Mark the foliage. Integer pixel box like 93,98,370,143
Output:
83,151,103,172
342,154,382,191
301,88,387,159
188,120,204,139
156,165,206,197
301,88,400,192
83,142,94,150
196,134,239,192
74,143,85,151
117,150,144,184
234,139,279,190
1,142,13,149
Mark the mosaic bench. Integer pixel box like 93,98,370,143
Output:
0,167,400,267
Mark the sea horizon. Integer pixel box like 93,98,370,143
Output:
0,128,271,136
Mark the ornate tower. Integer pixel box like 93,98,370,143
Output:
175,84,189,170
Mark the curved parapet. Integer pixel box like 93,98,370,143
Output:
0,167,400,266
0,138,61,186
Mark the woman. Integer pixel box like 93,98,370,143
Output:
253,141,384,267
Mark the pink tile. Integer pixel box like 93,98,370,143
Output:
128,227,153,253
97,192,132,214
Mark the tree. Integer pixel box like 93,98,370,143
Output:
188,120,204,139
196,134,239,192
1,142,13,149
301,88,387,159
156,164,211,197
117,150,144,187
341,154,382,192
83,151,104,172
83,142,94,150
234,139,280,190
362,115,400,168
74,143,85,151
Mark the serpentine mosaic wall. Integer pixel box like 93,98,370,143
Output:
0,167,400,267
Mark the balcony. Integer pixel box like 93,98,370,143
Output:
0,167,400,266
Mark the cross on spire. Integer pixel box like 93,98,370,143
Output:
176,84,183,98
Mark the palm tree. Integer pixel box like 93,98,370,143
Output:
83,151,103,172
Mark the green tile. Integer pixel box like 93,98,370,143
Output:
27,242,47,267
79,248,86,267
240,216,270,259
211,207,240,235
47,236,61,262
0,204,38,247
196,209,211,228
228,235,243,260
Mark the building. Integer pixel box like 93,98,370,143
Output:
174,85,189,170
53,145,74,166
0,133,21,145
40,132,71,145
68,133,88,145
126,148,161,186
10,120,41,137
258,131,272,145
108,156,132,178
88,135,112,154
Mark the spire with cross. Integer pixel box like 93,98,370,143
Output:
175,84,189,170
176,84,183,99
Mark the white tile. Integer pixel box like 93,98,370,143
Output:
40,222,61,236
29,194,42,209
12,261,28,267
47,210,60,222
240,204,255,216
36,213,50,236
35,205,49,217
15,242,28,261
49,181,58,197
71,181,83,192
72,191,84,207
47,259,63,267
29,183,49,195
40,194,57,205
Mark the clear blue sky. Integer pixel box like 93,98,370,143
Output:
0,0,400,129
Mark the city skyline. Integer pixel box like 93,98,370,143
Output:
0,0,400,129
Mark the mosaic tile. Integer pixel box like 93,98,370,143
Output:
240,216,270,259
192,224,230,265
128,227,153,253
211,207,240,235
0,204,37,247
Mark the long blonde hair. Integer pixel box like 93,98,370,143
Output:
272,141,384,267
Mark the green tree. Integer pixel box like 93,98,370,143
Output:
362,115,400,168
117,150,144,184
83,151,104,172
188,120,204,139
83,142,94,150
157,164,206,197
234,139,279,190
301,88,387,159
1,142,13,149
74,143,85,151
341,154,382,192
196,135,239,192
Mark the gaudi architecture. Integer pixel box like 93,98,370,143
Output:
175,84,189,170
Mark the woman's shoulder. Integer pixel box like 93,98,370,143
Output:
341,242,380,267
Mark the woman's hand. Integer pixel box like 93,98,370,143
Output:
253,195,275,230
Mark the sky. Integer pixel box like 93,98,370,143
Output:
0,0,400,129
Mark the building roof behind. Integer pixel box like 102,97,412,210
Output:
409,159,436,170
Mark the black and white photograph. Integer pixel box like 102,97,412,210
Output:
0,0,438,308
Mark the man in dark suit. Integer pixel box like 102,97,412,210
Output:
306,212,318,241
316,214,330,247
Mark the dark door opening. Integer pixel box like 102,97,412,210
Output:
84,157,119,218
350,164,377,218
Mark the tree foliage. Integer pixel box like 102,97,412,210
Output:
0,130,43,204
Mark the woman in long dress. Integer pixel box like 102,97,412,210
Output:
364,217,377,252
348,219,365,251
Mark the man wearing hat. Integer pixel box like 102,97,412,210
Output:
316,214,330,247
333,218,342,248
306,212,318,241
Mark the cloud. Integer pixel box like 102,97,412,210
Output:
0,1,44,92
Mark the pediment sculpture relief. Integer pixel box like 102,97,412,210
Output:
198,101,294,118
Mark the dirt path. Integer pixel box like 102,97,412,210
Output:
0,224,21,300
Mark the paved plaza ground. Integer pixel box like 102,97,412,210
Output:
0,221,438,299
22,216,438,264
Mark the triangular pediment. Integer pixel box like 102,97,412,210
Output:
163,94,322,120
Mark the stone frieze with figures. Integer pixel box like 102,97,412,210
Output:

- _WHAT YOU WILL DO_: Pick out each line from the items above in which the word "white" appears, and copy those lines.

- _WRITTEN ANSWER_:
Mark the white tile. Integer pixel box like 93,98,370,143
Mark the black and white photograph. Integer pixel box like 102,97,412,210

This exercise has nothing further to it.